**Problem statement**
Rewrite the items from their start through the line containing "POLYGON ((24 74, 29", swapping "green houseplant" for "potted plant" and leaving everything else unchanged. Give only those lines.

**Material supplied**

..........

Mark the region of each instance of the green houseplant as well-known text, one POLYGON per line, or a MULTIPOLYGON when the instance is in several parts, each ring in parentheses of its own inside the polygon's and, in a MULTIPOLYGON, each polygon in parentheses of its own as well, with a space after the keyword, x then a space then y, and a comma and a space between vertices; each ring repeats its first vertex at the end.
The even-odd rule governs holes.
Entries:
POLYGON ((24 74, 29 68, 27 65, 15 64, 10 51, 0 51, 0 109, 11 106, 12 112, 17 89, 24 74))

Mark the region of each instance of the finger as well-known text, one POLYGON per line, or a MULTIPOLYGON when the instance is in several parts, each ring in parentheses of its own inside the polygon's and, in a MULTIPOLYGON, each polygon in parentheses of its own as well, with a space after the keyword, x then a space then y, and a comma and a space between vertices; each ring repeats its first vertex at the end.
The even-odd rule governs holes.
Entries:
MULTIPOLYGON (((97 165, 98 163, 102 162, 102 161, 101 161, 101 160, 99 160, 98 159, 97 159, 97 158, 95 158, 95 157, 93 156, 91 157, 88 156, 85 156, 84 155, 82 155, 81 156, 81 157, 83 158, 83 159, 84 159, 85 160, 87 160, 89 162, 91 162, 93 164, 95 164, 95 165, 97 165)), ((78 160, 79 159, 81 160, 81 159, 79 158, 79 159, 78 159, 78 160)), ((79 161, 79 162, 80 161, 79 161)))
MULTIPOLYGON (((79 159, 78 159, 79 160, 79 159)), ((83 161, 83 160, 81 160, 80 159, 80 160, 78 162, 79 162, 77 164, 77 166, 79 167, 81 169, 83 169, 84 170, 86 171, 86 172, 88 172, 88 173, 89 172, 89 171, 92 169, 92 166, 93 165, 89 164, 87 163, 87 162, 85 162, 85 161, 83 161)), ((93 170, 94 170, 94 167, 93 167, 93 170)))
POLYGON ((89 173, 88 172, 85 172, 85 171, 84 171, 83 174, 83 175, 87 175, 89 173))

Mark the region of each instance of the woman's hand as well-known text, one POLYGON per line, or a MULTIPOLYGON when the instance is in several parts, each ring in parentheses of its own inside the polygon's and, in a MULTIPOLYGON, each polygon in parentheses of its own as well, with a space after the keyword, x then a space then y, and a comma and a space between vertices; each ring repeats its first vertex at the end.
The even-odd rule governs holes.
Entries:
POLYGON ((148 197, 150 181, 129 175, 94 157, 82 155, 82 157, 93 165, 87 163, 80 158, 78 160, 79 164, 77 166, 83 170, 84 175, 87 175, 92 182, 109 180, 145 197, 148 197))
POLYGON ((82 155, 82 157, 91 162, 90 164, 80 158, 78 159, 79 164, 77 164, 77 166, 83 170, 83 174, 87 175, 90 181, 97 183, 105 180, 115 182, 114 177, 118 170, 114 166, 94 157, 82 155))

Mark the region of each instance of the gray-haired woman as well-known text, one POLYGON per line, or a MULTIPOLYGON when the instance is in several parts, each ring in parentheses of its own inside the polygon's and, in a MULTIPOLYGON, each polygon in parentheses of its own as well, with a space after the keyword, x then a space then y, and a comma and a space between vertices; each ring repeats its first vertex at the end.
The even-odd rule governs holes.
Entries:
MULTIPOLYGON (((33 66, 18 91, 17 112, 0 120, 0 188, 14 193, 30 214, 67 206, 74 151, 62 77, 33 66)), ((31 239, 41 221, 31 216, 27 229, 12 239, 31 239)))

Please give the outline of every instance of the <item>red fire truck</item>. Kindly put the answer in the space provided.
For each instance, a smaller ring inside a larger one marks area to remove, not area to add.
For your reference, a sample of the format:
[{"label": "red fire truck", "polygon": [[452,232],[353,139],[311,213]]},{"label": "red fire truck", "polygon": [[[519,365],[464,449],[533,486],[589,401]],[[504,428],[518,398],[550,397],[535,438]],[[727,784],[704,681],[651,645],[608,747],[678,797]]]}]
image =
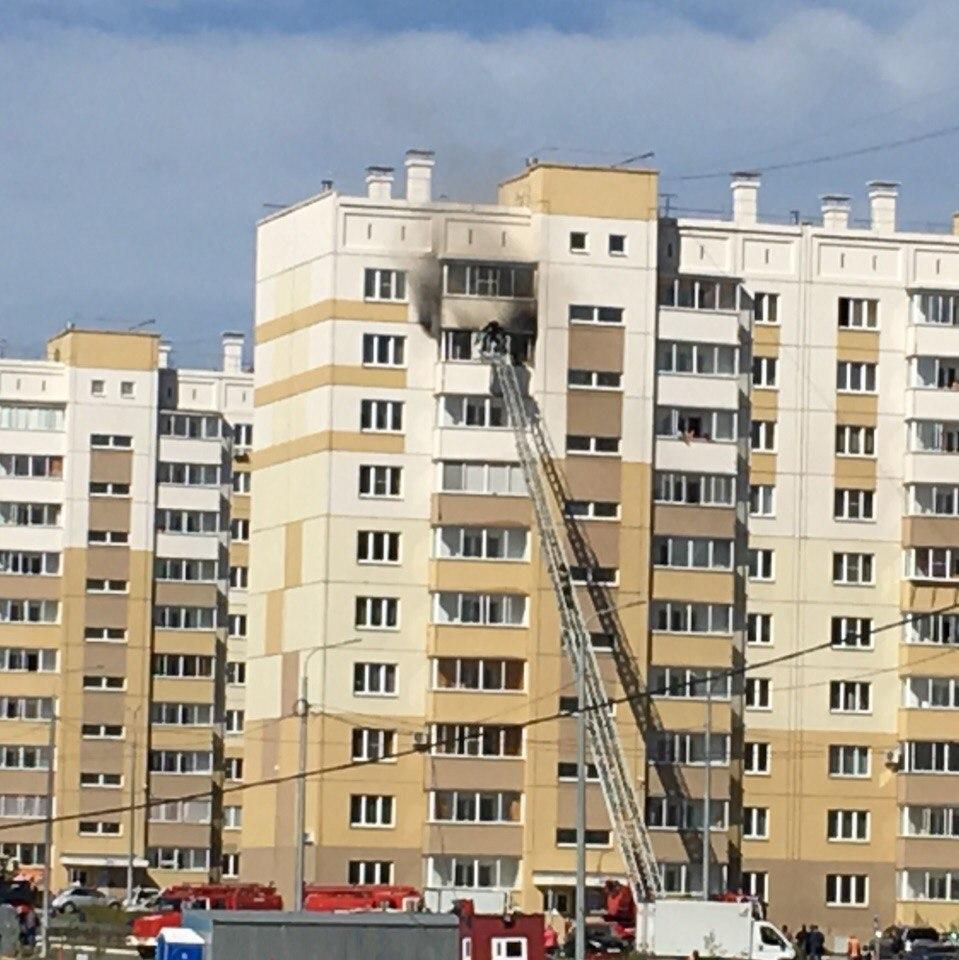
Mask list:
[{"label": "red fire truck", "polygon": [[180,926],[182,911],[191,910],[282,910],[283,898],[271,886],[260,883],[184,883],[167,887],[160,894],[160,909],[137,917],[127,945],[141,957],[152,957],[157,934],[165,927]]}]

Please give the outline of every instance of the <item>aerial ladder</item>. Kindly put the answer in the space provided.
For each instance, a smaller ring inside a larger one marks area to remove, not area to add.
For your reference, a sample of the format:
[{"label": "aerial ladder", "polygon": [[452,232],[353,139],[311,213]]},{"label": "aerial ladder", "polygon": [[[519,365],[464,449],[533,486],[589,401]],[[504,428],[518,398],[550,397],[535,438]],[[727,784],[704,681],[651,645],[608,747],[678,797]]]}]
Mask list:
[{"label": "aerial ladder", "polygon": [[[619,731],[608,708],[610,698],[570,578],[560,528],[554,521],[543,481],[543,470],[554,468],[556,452],[539,410],[528,391],[520,386],[517,367],[508,349],[507,334],[498,324],[490,324],[483,331],[482,356],[493,369],[516,438],[520,467],[533,503],[543,557],[559,609],[563,650],[577,680],[580,677],[583,680],[589,747],[629,885],[637,902],[657,900],[664,895],[662,877]],[[525,368],[520,369],[525,372]],[[562,515],[566,510],[562,484],[555,476],[549,476],[549,485]],[[585,771],[580,770],[579,775],[585,776]]]}]

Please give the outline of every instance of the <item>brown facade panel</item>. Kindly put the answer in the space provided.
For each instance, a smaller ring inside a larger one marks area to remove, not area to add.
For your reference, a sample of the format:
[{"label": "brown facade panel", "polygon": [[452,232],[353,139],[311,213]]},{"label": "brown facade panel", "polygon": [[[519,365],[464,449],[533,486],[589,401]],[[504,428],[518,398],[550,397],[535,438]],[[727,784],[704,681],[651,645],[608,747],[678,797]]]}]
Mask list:
[{"label": "brown facade panel", "polygon": [[566,432],[585,437],[622,436],[622,394],[571,390],[566,395]]},{"label": "brown facade panel", "polygon": [[[127,450],[91,450],[90,480],[95,483],[130,483],[133,480],[133,454]],[[91,499],[91,505],[98,502]]]},{"label": "brown facade panel", "polygon": [[90,530],[130,531],[130,500],[126,497],[91,497]]},{"label": "brown facade panel", "polygon": [[736,511],[725,507],[653,507],[653,533],[685,537],[736,536]]},{"label": "brown facade panel", "polygon": [[623,371],[626,331],[611,327],[594,330],[572,324],[569,328],[569,366],[576,370]]}]

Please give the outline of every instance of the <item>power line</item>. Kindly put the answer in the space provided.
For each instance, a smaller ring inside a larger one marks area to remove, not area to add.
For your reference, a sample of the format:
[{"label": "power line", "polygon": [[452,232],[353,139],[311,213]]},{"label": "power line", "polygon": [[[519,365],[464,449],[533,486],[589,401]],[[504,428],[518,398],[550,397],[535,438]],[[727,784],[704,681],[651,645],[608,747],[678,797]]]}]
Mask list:
[{"label": "power line", "polygon": [[[905,626],[908,623],[911,623],[913,620],[921,617],[932,617],[932,616],[941,616],[944,613],[949,613],[953,610],[959,609],[959,601],[951,603],[948,606],[941,607],[937,610],[931,610],[926,613],[913,614],[909,613],[905,617],[900,618],[899,620],[894,620],[890,623],[883,624],[882,626],[876,627],[871,631],[871,634],[875,636],[877,633],[883,633],[887,630],[893,630],[896,627]],[[847,634],[848,636],[858,636],[858,634]],[[807,656],[811,653],[817,653],[820,650],[826,650],[833,646],[832,639],[823,641],[822,643],[812,644],[808,647],[801,647],[798,650],[790,651],[789,653],[781,654],[777,657],[771,657],[767,660],[761,660],[757,663],[747,664],[742,667],[731,667],[727,670],[719,670],[715,676],[711,677],[711,681],[717,679],[722,679],[723,677],[736,677],[744,676],[746,673],[749,673],[753,670],[758,670],[763,667],[774,666],[780,663],[787,663],[791,660],[797,660],[800,657]],[[702,679],[697,678],[694,680],[689,680],[684,685],[687,689],[690,687],[695,688],[699,684],[706,683],[706,678]],[[606,700],[603,700],[599,703],[588,704],[583,708],[582,712],[587,712],[591,710],[609,710],[610,707],[617,706],[618,704],[625,703],[637,703],[644,700],[652,699],[656,696],[661,696],[663,693],[668,692],[670,688],[661,688],[660,690],[644,690],[636,694],[627,694],[622,697],[609,697]],[[673,688],[675,689],[675,688]],[[524,720],[520,723],[511,724],[511,726],[519,727],[520,729],[529,729],[531,727],[542,726],[545,723],[551,723],[556,720],[565,720],[571,717],[578,716],[581,711],[576,708],[571,708],[569,710],[557,710],[553,713],[547,714],[542,717],[533,717],[530,720]],[[335,715],[331,715],[335,716]],[[493,719],[493,718],[491,718]],[[464,726],[472,726],[473,724],[464,724]],[[674,733],[674,732],[683,732],[683,731],[664,731],[665,733]],[[688,732],[688,731],[687,731]],[[695,732],[695,731],[693,731]],[[477,731],[476,733],[470,733],[463,737],[457,737],[457,742],[468,742],[472,740],[480,739],[483,736],[482,731]],[[399,750],[395,753],[389,755],[389,760],[398,760],[404,757],[415,756],[417,754],[425,754],[429,752],[433,747],[436,747],[446,741],[434,741],[425,742],[422,744],[415,744],[407,750]],[[356,770],[363,767],[374,766],[382,762],[385,758],[376,757],[368,760],[355,760],[351,759],[344,761],[343,763],[336,763],[326,767],[317,767],[313,770],[304,770],[296,771],[294,773],[278,774],[275,777],[265,777],[260,780],[255,780],[251,783],[238,783],[232,786],[224,786],[219,793],[221,796],[233,795],[236,793],[242,793],[245,790],[251,790],[255,787],[271,787],[278,786],[282,783],[290,783],[292,781],[298,780],[301,777],[306,779],[310,777],[321,777],[326,776],[332,773],[342,773],[346,770]],[[208,797],[212,797],[217,791],[213,788],[205,790],[196,790],[192,793],[180,794],[175,797],[163,797],[163,803],[185,803],[191,800],[203,800]],[[131,809],[144,810],[154,807],[158,802],[161,802],[159,798],[154,798],[152,802],[141,801],[137,803],[135,807],[131,808],[129,803],[119,804],[113,807],[102,807],[97,810],[84,810],[76,813],[64,813],[58,814],[55,817],[50,818],[53,823],[68,823],[74,820],[80,820],[83,818],[92,818],[97,816],[107,816],[110,814],[118,813],[127,813]],[[36,824],[36,818],[29,820],[14,820],[10,823],[0,824],[0,833],[7,830],[15,830],[19,827],[29,826]]]}]

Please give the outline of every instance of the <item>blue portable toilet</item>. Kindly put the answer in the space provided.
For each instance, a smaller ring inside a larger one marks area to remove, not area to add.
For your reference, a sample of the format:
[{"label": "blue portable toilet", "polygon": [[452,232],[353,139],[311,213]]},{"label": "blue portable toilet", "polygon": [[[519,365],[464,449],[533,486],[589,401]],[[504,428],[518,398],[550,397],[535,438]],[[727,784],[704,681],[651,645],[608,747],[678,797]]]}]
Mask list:
[{"label": "blue portable toilet", "polygon": [[157,937],[156,960],[203,960],[205,942],[188,927],[164,927]]}]

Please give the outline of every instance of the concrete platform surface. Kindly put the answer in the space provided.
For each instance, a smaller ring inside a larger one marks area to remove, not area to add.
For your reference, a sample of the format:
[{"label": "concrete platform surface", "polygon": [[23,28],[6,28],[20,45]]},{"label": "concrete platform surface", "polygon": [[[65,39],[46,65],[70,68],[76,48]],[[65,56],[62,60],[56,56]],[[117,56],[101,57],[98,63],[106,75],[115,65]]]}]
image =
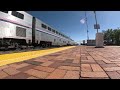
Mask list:
[{"label": "concrete platform surface", "polygon": [[120,79],[120,48],[77,46],[7,64],[0,79]]}]

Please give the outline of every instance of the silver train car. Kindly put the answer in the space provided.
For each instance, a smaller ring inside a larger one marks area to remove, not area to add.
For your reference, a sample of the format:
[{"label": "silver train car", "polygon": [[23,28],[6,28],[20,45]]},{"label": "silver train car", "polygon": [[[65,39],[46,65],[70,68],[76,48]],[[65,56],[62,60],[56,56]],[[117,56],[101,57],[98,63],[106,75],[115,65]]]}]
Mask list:
[{"label": "silver train car", "polygon": [[75,42],[25,11],[0,11],[0,48],[66,46]]}]

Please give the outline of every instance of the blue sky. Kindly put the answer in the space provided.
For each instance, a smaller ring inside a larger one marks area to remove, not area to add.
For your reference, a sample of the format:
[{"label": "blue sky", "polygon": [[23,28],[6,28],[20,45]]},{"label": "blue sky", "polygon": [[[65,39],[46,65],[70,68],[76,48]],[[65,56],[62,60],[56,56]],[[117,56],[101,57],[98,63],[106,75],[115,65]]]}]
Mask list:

..........

**Output**
Mark the region of each instance of the potted plant as well-known text, one POLYGON per line, or a MULTIPOLYGON when the instance is in several parts, each ring in parentheses of its own inside the polygon's and, in a MULTIPOLYGON, each polygon in parentheses of its own as well, with a space after the keyword, x then a space then y, and a comma and a space between vertices; each ring repeats its first vertex at the end.
The even-odd rule governs holes.
Entries:
POLYGON ((24 74, 29 68, 27 65, 15 64, 10 51, 0 51, 0 109, 11 106, 12 112, 17 89, 24 74))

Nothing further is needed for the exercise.